Start of Supplied records

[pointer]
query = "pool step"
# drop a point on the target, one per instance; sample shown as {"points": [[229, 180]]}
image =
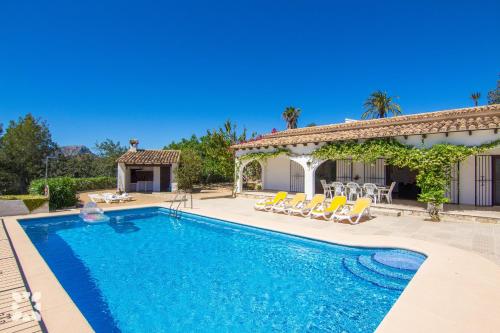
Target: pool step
{"points": [[368, 262], [356, 268]]}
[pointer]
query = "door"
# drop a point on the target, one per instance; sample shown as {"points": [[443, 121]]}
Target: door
{"points": [[165, 178], [296, 177], [496, 180]]}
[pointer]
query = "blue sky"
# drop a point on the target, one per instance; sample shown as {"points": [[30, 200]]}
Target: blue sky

End of Supplied records

# Exercise instructions
Could you reproduce every one of the items above word for word, leaving the pictures out?

# Response
[pointer]
query = "pool step"
# drop a point on the target, one per instance; sample shown as {"points": [[229, 180]]}
image =
Target: pool step
{"points": [[368, 262], [356, 268]]}
[pointer]
query = "door"
# drop a point on the target, one per instance; sample shown as {"points": [[443, 121]]}
Target: door
{"points": [[165, 178], [296, 177], [496, 180]]}
[pointer]
query = "blue sky"
# drop a point on the target, one per instance; sample shown as {"points": [[30, 200]]}
Target: blue sky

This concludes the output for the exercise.